Every entry must be echoed exactly.

DATASET ROWS:
□ □ □ □ □ □ □

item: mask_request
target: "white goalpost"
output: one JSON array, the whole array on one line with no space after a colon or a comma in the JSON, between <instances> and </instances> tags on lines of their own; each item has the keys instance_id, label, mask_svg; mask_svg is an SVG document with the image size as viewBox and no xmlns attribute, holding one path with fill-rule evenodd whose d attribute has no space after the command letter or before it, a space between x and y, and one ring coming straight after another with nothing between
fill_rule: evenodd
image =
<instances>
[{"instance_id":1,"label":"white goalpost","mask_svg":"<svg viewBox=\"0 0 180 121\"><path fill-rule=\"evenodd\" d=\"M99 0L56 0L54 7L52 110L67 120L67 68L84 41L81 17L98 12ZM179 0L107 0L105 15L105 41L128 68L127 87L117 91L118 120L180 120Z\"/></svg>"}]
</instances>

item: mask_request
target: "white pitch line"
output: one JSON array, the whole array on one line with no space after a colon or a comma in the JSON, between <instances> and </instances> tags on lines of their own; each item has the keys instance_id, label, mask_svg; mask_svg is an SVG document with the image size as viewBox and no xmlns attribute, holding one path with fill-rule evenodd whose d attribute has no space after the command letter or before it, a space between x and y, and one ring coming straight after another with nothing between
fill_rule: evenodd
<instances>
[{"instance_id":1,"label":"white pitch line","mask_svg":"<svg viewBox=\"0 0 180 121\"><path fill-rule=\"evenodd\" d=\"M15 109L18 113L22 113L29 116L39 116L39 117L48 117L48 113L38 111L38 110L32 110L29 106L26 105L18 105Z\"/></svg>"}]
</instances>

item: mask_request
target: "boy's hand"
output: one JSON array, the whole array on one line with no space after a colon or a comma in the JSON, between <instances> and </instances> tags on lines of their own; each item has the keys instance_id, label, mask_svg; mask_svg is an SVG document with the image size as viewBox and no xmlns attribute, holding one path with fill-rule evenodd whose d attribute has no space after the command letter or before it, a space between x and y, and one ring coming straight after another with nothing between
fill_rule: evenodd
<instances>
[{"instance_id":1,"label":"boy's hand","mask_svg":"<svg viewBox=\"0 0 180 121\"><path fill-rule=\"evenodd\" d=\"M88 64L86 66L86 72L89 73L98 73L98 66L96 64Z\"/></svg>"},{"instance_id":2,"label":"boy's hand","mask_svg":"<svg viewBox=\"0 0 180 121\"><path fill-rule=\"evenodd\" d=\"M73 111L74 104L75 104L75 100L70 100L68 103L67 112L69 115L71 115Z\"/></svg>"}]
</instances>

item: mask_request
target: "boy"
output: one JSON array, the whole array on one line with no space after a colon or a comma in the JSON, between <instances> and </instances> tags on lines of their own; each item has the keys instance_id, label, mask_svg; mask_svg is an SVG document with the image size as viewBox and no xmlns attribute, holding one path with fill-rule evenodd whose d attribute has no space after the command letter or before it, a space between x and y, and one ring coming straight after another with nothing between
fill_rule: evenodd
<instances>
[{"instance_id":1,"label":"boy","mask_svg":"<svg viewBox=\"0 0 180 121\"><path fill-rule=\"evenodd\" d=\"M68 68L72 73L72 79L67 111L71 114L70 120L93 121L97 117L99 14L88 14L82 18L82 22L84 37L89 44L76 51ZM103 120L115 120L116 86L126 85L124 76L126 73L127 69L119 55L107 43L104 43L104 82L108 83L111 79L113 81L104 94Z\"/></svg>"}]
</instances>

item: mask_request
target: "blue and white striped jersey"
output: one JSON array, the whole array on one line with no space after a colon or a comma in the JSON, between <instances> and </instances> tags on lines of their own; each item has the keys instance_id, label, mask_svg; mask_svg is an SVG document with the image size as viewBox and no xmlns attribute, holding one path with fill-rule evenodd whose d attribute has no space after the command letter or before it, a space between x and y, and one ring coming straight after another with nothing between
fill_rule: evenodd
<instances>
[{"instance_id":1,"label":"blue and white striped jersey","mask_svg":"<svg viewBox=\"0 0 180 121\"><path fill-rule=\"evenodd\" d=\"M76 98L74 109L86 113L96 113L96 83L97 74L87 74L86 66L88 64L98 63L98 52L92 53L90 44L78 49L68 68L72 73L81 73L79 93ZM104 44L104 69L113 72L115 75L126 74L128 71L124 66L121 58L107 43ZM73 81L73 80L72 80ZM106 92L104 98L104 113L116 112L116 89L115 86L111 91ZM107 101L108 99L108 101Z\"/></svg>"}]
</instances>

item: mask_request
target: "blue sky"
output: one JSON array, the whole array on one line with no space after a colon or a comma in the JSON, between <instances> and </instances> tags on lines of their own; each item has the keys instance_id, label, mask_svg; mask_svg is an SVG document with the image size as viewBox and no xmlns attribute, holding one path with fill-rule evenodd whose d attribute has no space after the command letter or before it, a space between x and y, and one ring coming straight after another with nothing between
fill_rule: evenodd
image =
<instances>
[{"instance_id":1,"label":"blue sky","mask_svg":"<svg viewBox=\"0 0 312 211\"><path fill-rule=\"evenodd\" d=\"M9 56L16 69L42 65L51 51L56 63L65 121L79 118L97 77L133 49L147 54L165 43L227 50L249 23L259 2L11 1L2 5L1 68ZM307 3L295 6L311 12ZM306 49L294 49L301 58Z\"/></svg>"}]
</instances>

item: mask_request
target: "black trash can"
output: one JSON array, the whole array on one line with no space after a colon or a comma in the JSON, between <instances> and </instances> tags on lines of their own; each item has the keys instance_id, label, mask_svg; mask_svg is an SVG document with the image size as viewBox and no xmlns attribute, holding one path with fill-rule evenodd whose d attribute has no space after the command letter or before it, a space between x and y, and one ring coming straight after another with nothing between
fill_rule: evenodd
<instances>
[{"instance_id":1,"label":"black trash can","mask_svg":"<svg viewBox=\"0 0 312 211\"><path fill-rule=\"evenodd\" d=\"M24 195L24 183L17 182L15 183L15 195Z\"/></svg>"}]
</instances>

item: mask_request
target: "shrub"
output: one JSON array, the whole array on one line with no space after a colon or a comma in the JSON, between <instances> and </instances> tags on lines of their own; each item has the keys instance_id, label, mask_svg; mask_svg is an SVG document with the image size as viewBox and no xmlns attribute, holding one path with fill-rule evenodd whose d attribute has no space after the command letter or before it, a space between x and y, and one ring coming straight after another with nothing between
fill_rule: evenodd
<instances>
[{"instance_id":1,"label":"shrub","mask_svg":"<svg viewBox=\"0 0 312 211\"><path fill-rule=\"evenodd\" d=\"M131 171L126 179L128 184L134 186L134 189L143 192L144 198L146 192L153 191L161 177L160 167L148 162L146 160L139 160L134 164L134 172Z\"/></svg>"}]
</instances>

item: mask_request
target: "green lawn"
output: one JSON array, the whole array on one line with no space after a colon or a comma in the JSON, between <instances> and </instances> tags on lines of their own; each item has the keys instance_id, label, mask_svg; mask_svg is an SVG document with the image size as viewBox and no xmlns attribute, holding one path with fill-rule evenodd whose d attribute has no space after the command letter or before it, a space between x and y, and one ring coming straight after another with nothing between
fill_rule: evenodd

□ □ □ □ □ □ □

RESULT OF THIS EXERCISE:
item: mask_request
target: "white goalpost"
output: one JSON array, the whole array on one line with no space after a colon or a comma in the JSON, between <instances> and </instances> tags on lines of their own; each item has the keys instance_id, label, mask_svg; mask_svg is an SVG document with the image size as viewBox and no xmlns attribute, holding one path with fill-rule evenodd whose d attribute has no space after the command letter or before it, a space between x and y, and one ring coming straight after another with nothing between
fill_rule: evenodd
image =
<instances>
[{"instance_id":1,"label":"white goalpost","mask_svg":"<svg viewBox=\"0 0 180 121\"><path fill-rule=\"evenodd\" d=\"M99 0L56 0L54 7L52 110L67 120L67 68L84 41L81 17L98 12ZM179 0L107 0L105 15L105 41L128 68L127 87L117 91L118 120L180 120Z\"/></svg>"}]
</instances>

item: mask_request
target: "white pitch line"
output: one JSON array, the whole array on one line with no space after a colon or a comma in the JSON, between <instances> and </instances> tags on lines of their own; each item has the keys instance_id, label, mask_svg; mask_svg is an SVG document with the image size as viewBox and no xmlns attribute, holding one path with fill-rule evenodd whose d attribute has no space after the command letter or before it, a space between x and y, and one ring coming straight after another with nothing between
fill_rule: evenodd
<instances>
[{"instance_id":1,"label":"white pitch line","mask_svg":"<svg viewBox=\"0 0 180 121\"><path fill-rule=\"evenodd\" d=\"M15 109L18 113L22 113L29 116L39 116L39 117L48 117L48 113L38 111L38 110L32 110L29 106L26 105L18 105Z\"/></svg>"}]
</instances>

item: mask_request
target: "boy's hand"
output: one JSON array, the whole array on one line with no space after a colon or a comma in the JSON, between <instances> and </instances> tags on lines of their own; each item has the keys instance_id, label, mask_svg; mask_svg is an SVG document with the image size as viewBox and no xmlns attribute, holding one path with fill-rule evenodd whose d attribute has no space after the command letter or before it, a space between x and y, and one ring coming straight after another with nothing between
fill_rule: evenodd
<instances>
[{"instance_id":1,"label":"boy's hand","mask_svg":"<svg viewBox=\"0 0 180 121\"><path fill-rule=\"evenodd\" d=\"M88 64L86 66L86 72L89 73L98 73L98 66L96 64Z\"/></svg>"},{"instance_id":2,"label":"boy's hand","mask_svg":"<svg viewBox=\"0 0 180 121\"><path fill-rule=\"evenodd\" d=\"M73 111L74 104L75 104L75 100L70 100L68 103L67 112L69 115L71 115Z\"/></svg>"}]
</instances>

item: mask_request
target: "boy"
output: one JSON array, the whole array on one line with no space after a colon or a comma in the JSON, between <instances> and </instances> tags on lines of their own; each item has the keys instance_id, label, mask_svg; mask_svg is an SVG document with the image size as viewBox and no xmlns attribute, holding one path with fill-rule evenodd whose d attribute has no space after the command letter or before it, a space between x and y, and one ring coming straight after another with nothing between
fill_rule: evenodd
<instances>
[{"instance_id":1,"label":"boy","mask_svg":"<svg viewBox=\"0 0 180 121\"><path fill-rule=\"evenodd\" d=\"M68 68L72 73L72 79L67 111L71 114L70 120L93 121L97 117L99 14L88 14L82 18L82 22L84 37L89 44L76 51ZM103 120L115 120L116 86L126 85L124 76L126 73L127 69L119 55L107 43L104 43L104 82L108 83L111 79L113 81L104 94Z\"/></svg>"}]
</instances>

item: mask_request
target: "blue and white striped jersey"
output: one JSON array, the whole array on one line with no space after a colon or a comma in the JSON, between <instances> and </instances> tags on lines of their own; each item has the keys instance_id, label, mask_svg; mask_svg is an SVG document with the image size as viewBox and no xmlns attribute, holding one path with fill-rule evenodd whose d attribute has no space after the command letter or before it, a space between x and y, and one ring coming straight after another with nothing between
fill_rule: evenodd
<instances>
[{"instance_id":1,"label":"blue and white striped jersey","mask_svg":"<svg viewBox=\"0 0 180 121\"><path fill-rule=\"evenodd\" d=\"M76 98L74 109L86 113L96 113L96 83L97 74L87 74L86 66L88 64L98 63L98 52L92 53L90 44L78 49L68 68L72 73L81 73L79 93ZM104 44L104 69L113 72L115 75L126 74L128 71L124 66L121 58L107 43ZM73 81L73 80L72 80ZM106 92L104 98L104 113L116 112L116 89L115 86L111 91ZM107 101L108 99L108 101Z\"/></svg>"}]
</instances>

item: mask_request
target: "blue sky"
output: one JSON array, the whole array on one line with no space after a colon or a comma in the JSON, between <instances> and </instances> tags on lines of their own; each item has the keys instance_id, label, mask_svg; mask_svg is an SVG document with the image size as viewBox and no xmlns attribute, holding one path with fill-rule evenodd whose d attribute has no space after the command letter or before it, a space between x and y, and one ring coming straight after another with nothing between
fill_rule: evenodd
image =
<instances>
[{"instance_id":1,"label":"blue sky","mask_svg":"<svg viewBox=\"0 0 312 211\"><path fill-rule=\"evenodd\" d=\"M9 56L16 69L42 65L51 51L56 63L65 121L79 118L97 77L133 49L147 54L165 43L227 50L249 23L259 2L11 1L2 5L1 68ZM307 3L295 6L311 12ZM306 49L294 49L301 58Z\"/></svg>"}]
</instances>

item: mask_request
target: "black trash can"
output: one JSON array, the whole array on one line with no space after a colon or a comma in the JSON, between <instances> and </instances> tags on lines of their own; each item has the keys instance_id, label, mask_svg; mask_svg is an SVG document with the image size as viewBox and no xmlns attribute, holding one path with fill-rule evenodd whose d attribute has no space after the command letter or before it, a space between x and y, and one ring coming straight after another with nothing between
fill_rule: evenodd
<instances>
[{"instance_id":1,"label":"black trash can","mask_svg":"<svg viewBox=\"0 0 312 211\"><path fill-rule=\"evenodd\" d=\"M24 195L24 183L17 182L15 183L15 195Z\"/></svg>"}]
</instances>

item: mask_request
target: "shrub"
output: one JSON array, the whole array on one line with no space after a colon or a comma in the JSON, between <instances> and </instances> tags on lines of their own; each item has the keys instance_id, label, mask_svg; mask_svg is an SVG document with the image size as viewBox and no xmlns attribute, holding one path with fill-rule evenodd whose d attribute has no space after the command letter or before it, a space between x and y, and one ring coming straight after another with nothing between
fill_rule: evenodd
<instances>
[{"instance_id":1,"label":"shrub","mask_svg":"<svg viewBox=\"0 0 312 211\"><path fill-rule=\"evenodd\" d=\"M131 171L126 179L128 184L134 186L134 189L143 192L144 198L146 192L153 191L161 177L160 167L148 162L146 160L139 160L134 164L134 172Z\"/></svg>"}]
</instances>

item: mask_request
target: "green lawn"
output: one JSON array, the whole array on one line with no space after a colon or a comma in the JSON, between <instances> and </instances> tags on lines of their own; each item has the keys instance_id, label, mask_svg; mask_svg is an SVG document with the image size as viewBox and no xmlns attribute, holding one path with fill-rule evenodd whose d attribute has no space after the command letter or before it, a space between x and y, and one ring coming straight after another with nothing between
fill_rule: evenodd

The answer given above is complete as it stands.